→ Written instruction 1
Repeat the entries below word for word, everything from the first entry down to the line containing "0,300,452,579", with both of those lines included.

-- Document text start --

W3C home > Mailing lists > Public > www-international@w3.org > October to December 2004

Re: Language Identifier List Criteria

From: Tex Texin <tex@xencraft.com>
Date: Mon, 20 Dec 2004 19:49:19 -0800
Message-ID: <41C79D3F.9874122C@xencraft.com>
To: Mark Davis <mark.davis@jtcsv.com>
CC: Georg Schweizer <gschweizer@gmx.at>, www-international@w3.org, ietf-languages@alvestrand.no, John Cowan <jcowan@reutershealth.com>

Mark,

For quotations, I prefer Lewis Carroll's:

'When I use a word,' Humpty Dumpty said in rather a scornful tone, 'it means
just what I choose it to mean -- neither more nor less.' 

;-)


The distinctions you are drawing strike me a bit like the difference between
precision and accuracy- you can have one without the other. But that is an
aside.

Now if the meaning were not ambiguous, I could take something written by a
German, with blond hair, living and writing in Lichtenstein, and know that I
should label it de-LI. But, I am being told it is wrong to do that, I should
use de-CH.

And if I have an article written in Japanese, by a red head (but dyed), in
Japan, if I label it ja-JP, I am also wrong, it  should be just ja.

And when I ask, how to determine that what I am told is right, I am not getting
an answer I can apply, just some virtual hand waving.

So, whereas some might consider these edge cases, I consider the lack of
criteria tantamount to ambiguity.

However, just to be clear, in case my mail is being misinterpreted as an attack
on 3066 or its successor(s), that is not at all my intent. RFC 3066 is a
valuable tool, needed for consistency and interoperability. We can agree on
3066 as a naming convention. But there is also a need for guidelines for
semantics of the language tags. It's possible that there might be a need for
several different guidelines, one for linguists, one for software message
catalogs, one for labeling web pages, one for use in web services, etc. We have
noted in the thread that it might need to vary by application.
If so, so be it. I am just looking for a beginning to identifying the criteria
for some contexts.
If my comments were taken as an objection to 3066bis, they were not intended,
nor should they be taken, to be so.

Meanwhile, I await more suggestions for criteria.

On another related topic, I am considering for the next version of the table to
organize it differently.
It strikes me that for my needs, and my intended audience, that it is not as
interesting to list languages and noting which regions they are spoken, as to
list each of the regions and note the languages used there.
If I do that, I do not have to deal with meaningless identifiers and map them
to the correct ones to use.

So I might have:

region	languages
JP	ja
LI	de-CH (maybe others, I don't know.)
CH	de-CH, it, fr-FR, rm
US	en-US, es-US
CA	fr-CA, en-CA, iu

With this approach, I can suggest something like the most popular choices, not
rule out the existence of other languages being used, the lack of de-LI makes a
statement about de-LI vs de-CH, without being as explicit about criteria, other
than perhaps a combination of popular choices by major software vendors,
offical languages, and claims of encyclopedias and the like as to what is
spoken where.

-- Document text end --

→ Written instruction 2
Write the next part of the mailing-list message on language identifier criteria, starting after its last sentence.

-- The data start --

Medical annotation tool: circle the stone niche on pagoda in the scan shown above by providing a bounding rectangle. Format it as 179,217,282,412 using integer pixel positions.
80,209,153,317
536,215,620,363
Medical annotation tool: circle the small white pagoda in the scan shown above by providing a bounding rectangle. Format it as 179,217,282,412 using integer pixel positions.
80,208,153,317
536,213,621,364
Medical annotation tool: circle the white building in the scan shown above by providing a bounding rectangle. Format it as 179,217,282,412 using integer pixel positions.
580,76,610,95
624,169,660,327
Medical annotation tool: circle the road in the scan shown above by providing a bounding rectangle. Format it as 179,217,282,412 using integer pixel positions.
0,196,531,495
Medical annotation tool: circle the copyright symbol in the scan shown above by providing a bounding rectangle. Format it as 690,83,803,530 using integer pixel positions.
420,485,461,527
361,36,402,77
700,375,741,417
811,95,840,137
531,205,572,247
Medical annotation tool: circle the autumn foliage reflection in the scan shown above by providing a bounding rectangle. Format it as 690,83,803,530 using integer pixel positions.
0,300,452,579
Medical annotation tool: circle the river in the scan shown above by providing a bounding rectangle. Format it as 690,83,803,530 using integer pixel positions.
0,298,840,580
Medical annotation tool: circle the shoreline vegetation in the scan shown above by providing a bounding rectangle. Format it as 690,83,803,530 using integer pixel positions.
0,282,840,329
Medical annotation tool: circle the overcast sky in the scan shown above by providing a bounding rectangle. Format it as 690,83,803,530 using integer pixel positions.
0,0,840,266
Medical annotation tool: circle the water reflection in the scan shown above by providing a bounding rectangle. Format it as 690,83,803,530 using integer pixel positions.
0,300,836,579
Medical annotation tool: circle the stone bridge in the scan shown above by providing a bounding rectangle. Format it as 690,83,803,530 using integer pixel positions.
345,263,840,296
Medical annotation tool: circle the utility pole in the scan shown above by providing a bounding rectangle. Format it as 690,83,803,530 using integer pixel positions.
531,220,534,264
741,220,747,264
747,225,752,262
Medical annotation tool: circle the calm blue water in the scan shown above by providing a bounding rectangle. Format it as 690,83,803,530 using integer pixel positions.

-- The data end --

→ Task response 1
Medical annotation tool: circle the stone niche on pagoda in the scan shown above by providing a bounding rectangle. Format it as 179,217,282,412 using integer pixel positions.
80,209,153,317
536,215,620,363
Medical annotation tool: circle the small white pagoda in the scan shown above by providing a bounding rectangle. Format it as 179,217,282,412 using integer pixel positions.
80,208,153,317
536,213,621,364
Medical annotation tool: circle the white building in the scan shown above by providing a bounding rectangle. Format it as 179,217,282,412 using integer pixel positions.
580,76,610,95
624,169,660,327
Medical annotation tool: circle the road in the scan shown above by providing a bounding rectangle. Format it as 179,217,282,412 using integer pixel positions.
0,196,531,495
Medical annotation tool: circle the copyright symbol in the scan shown above by providing a bounding rectangle. Format it as 690,83,803,530 using integer pixel positions.
420,485,461,527
361,36,402,77
700,375,741,417
811,95,840,137
531,205,572,247
Medical annotation tool: circle the autumn foliage reflection in the scan shown above by providing a bounding rectangle. Format it as 690,83,803,530 using integer pixel positions.
0,300,452,579

→ Task response 2
This approach is more helpful to folks like me who are looking to answer what
they need to provide. If someone wants to know how many variants of German they
need, they can scan the table for all listings of de and de-*, and even scan
just the regions they support to determine their perhaps more exact needs.

It's also easier for me to accept edits of the list from people suggesting that
language xx-YY is used in region ZZ, without a lot of vetting effort.

Would that work for people?

tex

Mark Davis wrote:
> 
> > However, RFC 3066's approach is generative. So de-AT is created by
> combining
> > codes from each of ISO 639 and ISO 3166, and neither defines what this
> means.
> > In fact RFC 3066 only defines the production and not which of the produced
> > values are meaningful or what they mean except in the most general terms.
> 
> You keep expressing this in a counterproductive way. The language tag
> 'de-AT' is reasonably defined: German as used in Austria.
> 
> Suppose I have a protocol ID that distinguishes categories of people by
> combining hair-color with nationality. Then "Samoan, blond" is perfectly
> well defined. The fact that there are no existing examples does *NOT* mean
> that it is "ambiguous", "not meaningful", or "not well-defined". And let's
> suppose that all Danes were blond. Then "Dane, blond" would still be well
> defined. The fact that it happens to have the same current denotation as
> "Dane" does *NOT* mean that it is "ambiguous",  "not meaningful", or "not
> well-defined".
> 
> To paraphrase Inigo Montoya, "I do not think those words mean what you think
> they mean!"
> 
> Now, there are in fact edge cases; when is someone dishwater blond vs pale
> brunette; what do you do with dual citizenship, etc. But it doesn't mean
> that the protocol is senseless. And once you have a criterion of usage, you
> can establish when two IDs have the same denotation or not, by doing the
> research to see whether there are in fact non-blond Danes.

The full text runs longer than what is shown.